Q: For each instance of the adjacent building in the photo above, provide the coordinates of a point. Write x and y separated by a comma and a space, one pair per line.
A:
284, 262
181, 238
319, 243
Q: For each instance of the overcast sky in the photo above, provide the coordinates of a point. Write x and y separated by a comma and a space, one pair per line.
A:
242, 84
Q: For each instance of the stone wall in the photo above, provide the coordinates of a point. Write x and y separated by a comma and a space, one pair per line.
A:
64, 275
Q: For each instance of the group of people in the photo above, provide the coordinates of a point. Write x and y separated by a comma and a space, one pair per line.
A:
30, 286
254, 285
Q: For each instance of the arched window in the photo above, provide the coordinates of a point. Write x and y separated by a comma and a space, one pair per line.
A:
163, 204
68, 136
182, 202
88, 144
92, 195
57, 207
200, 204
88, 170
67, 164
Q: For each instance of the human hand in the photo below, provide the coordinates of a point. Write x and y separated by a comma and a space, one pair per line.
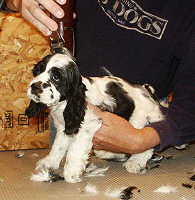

== WHAT TO PRODUCE ==
Exact copies of all the entries are needed; output them without the pictures.

== SOLUTION FOR THIS TASK ==
Q: For each instance of the adjacent building in the photo above, provide the coordinates of a point. Write x and y separated by a comma and a space, one pair per line.
A:
284, 262
181, 238
319, 243
Q: For each instance of the overcast sky in the photo above, provide the coordinates of a point. Write x and y separated by a comma and a space, one pair per line.
A:
242, 84
Q: For each instance of the stone wall in the photo above, provide the coordinates of a point. Write x and y separated by a comma and a space, one pair per line.
A:
64, 275
Q: For each instance of the group of people in the photo above, provide the coordinates of a point. Write x and y separated by a comma and a space, one pair per line.
A:
30, 286
254, 285
Q: For each instance of the arched window in the photo above, provide the coordinates of a point. Write x and y separated by a comma and a space, one pair per line.
A:
163, 204
68, 136
182, 202
88, 144
92, 195
57, 207
200, 204
88, 170
67, 164
Q: For each instance of the human hand in the photo below, provide the coordinates of a point. Write x and y separated by a comma and a space, one pair per line.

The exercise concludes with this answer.